• _What you will do_: Beginning with the line that holds "of the team", set down each line of the data below through the very last, exactly as given, and nothing beyond that.

Dataset excerpts on object pointing:
+++++

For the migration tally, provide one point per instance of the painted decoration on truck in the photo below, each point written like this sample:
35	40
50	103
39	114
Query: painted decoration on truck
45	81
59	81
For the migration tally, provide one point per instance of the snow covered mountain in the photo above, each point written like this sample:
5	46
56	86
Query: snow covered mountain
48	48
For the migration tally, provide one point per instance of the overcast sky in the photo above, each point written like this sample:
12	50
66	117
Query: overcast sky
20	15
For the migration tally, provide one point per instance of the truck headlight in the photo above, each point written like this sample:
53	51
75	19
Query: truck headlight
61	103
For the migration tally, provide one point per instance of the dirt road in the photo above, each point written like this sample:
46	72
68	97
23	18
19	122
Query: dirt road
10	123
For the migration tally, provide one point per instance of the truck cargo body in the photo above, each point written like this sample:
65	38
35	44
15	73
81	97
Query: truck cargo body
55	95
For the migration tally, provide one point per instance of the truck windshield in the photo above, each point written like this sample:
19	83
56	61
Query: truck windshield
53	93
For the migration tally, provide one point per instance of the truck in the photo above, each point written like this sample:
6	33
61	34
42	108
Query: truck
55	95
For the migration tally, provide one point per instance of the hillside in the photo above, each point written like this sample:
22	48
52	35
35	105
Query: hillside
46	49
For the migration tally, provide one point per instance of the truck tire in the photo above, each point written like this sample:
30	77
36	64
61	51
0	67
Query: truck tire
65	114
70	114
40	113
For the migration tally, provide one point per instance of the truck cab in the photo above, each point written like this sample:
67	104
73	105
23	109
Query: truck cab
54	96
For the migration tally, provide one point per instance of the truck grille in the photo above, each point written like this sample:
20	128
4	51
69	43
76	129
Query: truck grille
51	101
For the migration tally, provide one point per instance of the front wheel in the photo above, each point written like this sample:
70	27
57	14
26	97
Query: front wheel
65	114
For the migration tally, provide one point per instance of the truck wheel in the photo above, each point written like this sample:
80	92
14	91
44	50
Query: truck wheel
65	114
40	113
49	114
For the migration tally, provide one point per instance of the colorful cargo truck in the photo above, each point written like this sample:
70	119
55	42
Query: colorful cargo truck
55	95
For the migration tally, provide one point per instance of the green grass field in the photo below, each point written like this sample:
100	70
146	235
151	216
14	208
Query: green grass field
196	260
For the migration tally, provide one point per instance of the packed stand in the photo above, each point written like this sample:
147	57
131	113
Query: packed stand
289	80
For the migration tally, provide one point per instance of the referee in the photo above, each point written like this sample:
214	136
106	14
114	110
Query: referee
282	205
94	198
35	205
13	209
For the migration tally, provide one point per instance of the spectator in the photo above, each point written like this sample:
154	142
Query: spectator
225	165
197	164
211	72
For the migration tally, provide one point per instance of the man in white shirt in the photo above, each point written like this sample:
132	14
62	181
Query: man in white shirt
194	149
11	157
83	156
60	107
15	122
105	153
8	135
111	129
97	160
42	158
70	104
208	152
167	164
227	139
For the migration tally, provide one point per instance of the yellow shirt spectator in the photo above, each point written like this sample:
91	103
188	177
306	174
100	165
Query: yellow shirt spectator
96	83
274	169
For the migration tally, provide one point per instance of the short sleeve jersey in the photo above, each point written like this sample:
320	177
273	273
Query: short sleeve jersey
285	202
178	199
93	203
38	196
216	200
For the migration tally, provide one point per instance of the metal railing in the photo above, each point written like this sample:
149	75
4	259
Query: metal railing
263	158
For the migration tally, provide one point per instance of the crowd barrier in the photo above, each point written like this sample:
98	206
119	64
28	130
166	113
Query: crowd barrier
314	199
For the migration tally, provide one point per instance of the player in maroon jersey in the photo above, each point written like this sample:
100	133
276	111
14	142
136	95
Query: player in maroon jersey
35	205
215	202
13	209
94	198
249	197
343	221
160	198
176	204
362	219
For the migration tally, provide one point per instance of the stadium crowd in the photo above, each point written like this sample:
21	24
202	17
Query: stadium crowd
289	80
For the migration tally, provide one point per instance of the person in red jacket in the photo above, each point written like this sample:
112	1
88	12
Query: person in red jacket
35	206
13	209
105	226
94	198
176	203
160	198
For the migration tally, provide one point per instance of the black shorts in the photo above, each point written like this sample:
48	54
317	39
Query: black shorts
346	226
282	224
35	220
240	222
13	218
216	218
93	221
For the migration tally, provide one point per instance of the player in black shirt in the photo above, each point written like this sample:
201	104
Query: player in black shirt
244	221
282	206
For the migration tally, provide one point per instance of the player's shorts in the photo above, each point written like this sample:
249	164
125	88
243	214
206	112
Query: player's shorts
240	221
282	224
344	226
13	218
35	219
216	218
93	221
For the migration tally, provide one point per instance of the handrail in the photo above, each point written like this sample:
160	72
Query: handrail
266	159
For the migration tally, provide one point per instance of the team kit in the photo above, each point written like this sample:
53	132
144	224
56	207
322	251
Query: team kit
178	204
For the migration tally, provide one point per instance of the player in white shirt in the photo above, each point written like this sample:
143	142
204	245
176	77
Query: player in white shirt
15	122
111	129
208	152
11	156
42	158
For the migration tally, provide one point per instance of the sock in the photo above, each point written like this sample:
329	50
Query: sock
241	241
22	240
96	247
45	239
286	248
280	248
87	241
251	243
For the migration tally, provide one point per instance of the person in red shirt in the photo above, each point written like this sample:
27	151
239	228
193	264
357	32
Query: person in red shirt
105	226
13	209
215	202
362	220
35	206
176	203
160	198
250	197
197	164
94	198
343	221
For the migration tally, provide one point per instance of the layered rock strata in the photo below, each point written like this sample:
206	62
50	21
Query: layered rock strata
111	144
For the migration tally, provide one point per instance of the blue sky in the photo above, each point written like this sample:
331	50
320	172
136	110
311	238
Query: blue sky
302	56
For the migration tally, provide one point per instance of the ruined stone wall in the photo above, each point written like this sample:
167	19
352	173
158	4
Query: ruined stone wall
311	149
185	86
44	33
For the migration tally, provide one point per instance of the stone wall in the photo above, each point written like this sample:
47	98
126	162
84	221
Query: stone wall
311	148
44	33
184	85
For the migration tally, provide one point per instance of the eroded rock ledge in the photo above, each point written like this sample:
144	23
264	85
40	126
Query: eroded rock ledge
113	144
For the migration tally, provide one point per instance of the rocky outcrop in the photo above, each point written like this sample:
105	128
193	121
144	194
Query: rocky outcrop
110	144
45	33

+++++

• _Finished task_:
For the migration tally, provide one point per instance of the team kit in the photo above, each point written like this sample:
53	132
144	224
56	207
322	251
Query: team kit
178	204
For the migration tally, provide one point per instance of the player in white shirt in the photo above, each point written like this sample:
143	142
204	245
176	77
Query: player in white shirt
15	122
111	129
208	152
11	156
42	158
For the migration tally, provide one point per instance of the sock in the photo above, each point written like this sample:
329	50
Query: sock
241	241
22	240
96	247
45	239
286	248
280	248
87	241
251	243
For the migration tally, provide one point per instance of the person in red shirt in the photo above, each point written like this sample:
27	151
239	228
193	264
357	32
Query: person in red shirt
105	226
13	209
215	202
362	220
35	206
176	203
160	198
250	197
197	164
94	198
343	221
For the migration tally, provide one point per instance of the layered rock strata in the photo below, each point written like this sample:
206	62
50	21
Query: layered rock strata
111	144
For the migration tally, provide one point per instance of the blue sky in the photo above, each point written like this sample:
331	50
320	172
136	110
311	238
Query: blue sky
302	56
For the migration tally, provide one point per instance of the ruined stone wall in the photo above, each point written like this sample:
167	19
352	173
158	4
Query: ruined stone wall
311	149
185	86
44	33
For the migration tally, provide one point per instance of the stone wall in the photo above, each point written like this sample:
47	98
126	162
84	221
Query: stone wall
311	148
44	33
184	85
For the migration tally, provide one point per instance of the eroded rock ledge in the photo above, each point written like this sample:
144	23
264	85
40	126
Query: eroded rock ledge
113	144
For the migration tally, provide one point per instance of the rocky outcrop in the photo above, each point written like this sample:
105	128
193	121
144	194
Query: rocky outcrop
110	144
45	33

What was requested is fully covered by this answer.